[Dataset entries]

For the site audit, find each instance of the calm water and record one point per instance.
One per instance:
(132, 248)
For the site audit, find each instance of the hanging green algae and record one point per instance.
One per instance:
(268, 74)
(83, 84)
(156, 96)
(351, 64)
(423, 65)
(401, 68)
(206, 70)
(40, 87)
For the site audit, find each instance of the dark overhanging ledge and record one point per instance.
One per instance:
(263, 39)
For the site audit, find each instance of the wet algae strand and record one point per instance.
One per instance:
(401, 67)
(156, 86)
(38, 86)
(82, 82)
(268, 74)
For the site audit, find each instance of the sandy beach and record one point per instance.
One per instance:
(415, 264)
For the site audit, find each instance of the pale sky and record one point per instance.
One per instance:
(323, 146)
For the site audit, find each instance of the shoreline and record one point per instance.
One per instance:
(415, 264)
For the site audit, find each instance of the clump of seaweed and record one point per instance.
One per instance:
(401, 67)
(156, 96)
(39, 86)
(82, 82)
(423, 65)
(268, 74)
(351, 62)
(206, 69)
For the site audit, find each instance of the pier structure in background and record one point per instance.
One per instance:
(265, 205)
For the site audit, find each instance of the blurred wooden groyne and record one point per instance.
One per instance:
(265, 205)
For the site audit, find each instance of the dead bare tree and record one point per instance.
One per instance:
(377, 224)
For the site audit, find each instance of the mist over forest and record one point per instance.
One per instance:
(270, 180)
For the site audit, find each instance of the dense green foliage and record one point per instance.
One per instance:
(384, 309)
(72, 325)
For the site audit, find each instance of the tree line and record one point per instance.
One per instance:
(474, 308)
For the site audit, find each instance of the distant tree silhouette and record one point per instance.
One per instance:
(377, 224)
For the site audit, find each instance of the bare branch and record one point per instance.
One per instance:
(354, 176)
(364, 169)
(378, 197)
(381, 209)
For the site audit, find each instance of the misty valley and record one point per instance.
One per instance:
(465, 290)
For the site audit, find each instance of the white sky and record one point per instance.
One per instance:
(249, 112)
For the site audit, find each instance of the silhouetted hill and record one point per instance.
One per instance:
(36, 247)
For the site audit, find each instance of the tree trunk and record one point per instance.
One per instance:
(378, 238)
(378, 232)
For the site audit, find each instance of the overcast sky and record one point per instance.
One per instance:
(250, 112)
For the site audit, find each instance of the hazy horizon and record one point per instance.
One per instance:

> _The task_: Each line in the data above either holds "algae" or does not. State how many do, as a bare number.

> _Solution for this exercise_: 2